## [Directive 1]
Reproduce the entries from their beginning through the line containing "[[[193,58],[194,58],[196,57],[196,52],[192,52],[192,57]]]", swapping "carriage door" for "passenger door" and keeping everything else the same.

## [Selected passage]
====

Also the very nature of comics has changed. Many of those old books were self contained. A kid could come in plop down 10 to 15 cents and get a full story. That kid then may not have picked up another issue for weeks or even months. Today virtually no comic book story is self contained, most last 4 to 6 issues, and require not only more cash, but a commitment to get to the store to purchase every week. Kids in general do not have the money or the commitment to do that.

 

This x1Billion.

 

This is my biggest complaint about comics currently making some titles unbearable to follow. I understand this 'soap-opera' method is used to keep the reader invested in continuously morphing arcs but at a cost to the content and direction of the characters and value. Then there's all these reboots.

====

## [Directive 2]
In the passage on comics, how many issues do most comic book stories last today?

====

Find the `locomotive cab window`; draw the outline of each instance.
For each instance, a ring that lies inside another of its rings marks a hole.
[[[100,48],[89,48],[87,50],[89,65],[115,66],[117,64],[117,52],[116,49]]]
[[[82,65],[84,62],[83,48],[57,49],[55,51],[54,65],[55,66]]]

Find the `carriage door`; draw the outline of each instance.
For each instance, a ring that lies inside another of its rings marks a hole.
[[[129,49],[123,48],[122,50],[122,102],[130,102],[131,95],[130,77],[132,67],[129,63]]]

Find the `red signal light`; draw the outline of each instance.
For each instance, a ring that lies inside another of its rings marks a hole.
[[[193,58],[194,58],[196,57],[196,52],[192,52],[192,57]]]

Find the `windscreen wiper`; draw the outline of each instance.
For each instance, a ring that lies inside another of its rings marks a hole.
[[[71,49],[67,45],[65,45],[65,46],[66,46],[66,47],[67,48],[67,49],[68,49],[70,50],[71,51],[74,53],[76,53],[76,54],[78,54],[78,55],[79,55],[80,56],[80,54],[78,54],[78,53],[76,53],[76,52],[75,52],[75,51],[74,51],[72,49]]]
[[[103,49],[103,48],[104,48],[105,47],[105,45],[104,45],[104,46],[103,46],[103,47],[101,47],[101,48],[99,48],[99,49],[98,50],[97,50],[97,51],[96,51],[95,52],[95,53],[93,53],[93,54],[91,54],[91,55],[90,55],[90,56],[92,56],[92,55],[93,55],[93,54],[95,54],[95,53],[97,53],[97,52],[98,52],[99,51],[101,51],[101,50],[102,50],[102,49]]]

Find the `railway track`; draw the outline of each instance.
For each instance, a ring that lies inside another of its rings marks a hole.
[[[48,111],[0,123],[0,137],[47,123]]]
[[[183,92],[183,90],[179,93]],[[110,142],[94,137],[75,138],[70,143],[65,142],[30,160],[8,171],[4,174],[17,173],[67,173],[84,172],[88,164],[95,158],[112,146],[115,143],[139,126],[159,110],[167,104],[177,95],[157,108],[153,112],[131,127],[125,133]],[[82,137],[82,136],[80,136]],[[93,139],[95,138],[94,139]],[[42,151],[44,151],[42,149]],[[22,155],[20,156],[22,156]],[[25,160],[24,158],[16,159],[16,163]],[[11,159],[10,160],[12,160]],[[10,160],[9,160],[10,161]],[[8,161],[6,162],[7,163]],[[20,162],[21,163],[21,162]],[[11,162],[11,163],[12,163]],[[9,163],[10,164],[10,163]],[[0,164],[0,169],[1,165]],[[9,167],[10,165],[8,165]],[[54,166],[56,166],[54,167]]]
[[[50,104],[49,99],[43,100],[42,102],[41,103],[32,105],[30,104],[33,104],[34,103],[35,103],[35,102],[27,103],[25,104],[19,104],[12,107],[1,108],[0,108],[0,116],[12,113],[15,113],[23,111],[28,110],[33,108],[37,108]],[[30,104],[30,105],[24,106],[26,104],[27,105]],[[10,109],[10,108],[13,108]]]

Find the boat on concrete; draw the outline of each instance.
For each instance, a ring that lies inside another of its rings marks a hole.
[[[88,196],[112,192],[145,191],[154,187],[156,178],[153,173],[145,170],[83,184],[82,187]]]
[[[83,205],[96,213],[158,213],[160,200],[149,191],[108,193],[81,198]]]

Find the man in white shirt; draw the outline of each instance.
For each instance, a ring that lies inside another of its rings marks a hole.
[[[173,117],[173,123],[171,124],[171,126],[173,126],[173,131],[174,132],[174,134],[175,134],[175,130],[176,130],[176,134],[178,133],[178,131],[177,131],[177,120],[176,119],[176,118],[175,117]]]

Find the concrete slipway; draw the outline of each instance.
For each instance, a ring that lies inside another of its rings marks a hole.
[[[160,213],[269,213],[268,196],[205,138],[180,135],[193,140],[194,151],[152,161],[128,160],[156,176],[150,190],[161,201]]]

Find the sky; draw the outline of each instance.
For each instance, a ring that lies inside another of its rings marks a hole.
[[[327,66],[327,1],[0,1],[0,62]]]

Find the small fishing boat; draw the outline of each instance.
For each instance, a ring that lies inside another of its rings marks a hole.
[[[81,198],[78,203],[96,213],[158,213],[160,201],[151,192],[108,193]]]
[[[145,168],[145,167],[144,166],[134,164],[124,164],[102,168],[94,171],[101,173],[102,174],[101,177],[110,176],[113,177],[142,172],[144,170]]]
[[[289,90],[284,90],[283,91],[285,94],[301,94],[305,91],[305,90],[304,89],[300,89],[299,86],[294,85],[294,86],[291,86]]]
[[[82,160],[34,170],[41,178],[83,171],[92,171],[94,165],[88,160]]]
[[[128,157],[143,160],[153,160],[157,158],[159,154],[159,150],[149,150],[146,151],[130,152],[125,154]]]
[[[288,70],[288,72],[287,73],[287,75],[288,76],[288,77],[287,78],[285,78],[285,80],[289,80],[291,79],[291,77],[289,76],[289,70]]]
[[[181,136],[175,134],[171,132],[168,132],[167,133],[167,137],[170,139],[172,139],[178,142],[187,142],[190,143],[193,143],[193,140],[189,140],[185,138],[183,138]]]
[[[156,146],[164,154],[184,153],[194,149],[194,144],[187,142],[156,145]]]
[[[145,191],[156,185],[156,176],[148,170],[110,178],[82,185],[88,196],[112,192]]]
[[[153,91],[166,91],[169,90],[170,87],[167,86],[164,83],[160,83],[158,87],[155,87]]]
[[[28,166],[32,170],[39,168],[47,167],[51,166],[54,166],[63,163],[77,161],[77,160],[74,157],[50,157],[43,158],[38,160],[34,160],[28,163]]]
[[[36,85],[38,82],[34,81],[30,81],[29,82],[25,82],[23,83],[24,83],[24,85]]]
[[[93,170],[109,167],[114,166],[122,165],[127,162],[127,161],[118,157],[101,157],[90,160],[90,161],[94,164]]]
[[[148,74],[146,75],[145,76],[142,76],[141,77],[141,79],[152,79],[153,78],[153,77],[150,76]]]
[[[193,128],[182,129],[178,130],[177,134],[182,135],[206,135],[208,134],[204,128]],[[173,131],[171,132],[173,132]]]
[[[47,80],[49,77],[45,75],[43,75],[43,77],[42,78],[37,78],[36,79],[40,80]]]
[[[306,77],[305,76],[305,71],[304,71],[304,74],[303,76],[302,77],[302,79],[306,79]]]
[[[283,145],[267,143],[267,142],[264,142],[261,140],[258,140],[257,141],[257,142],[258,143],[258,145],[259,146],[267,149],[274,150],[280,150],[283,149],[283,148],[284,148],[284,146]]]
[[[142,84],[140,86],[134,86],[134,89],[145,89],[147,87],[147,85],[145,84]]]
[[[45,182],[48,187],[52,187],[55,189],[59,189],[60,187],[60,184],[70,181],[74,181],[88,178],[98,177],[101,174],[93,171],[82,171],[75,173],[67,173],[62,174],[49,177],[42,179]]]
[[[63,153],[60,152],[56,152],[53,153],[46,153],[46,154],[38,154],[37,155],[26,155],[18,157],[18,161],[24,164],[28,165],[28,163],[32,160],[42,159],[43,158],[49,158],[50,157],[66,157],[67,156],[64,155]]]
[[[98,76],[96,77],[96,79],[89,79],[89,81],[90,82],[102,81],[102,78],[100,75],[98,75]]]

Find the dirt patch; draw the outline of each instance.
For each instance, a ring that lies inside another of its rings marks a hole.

====

## [Written response 1]
Find the `locomotive cab window`; draw the outline of each instance.
For each instance, a ring that lies inside another of its rings marks a hole.
[[[100,48],[89,48],[87,50],[89,65],[115,66],[117,64],[117,52],[116,49]]]
[[[82,65],[84,62],[83,48],[57,49],[55,51],[54,65],[55,66]]]

Find the `passenger door`; draw the outline of each instance.
For each instance, a ring that lies inside another of its rings marks a hole.
[[[129,49],[123,48],[122,50],[122,102],[130,102],[131,95],[130,77],[132,67],[129,63]]]

Find the `red signal light`; draw the outline of each instance.
For each instance, a ring that lies inside another of its rings marks a hole.
[[[193,58],[194,58],[196,57],[196,52],[192,52],[192,57]]]

## [Written response 2]
Most last 4 to 6 issues.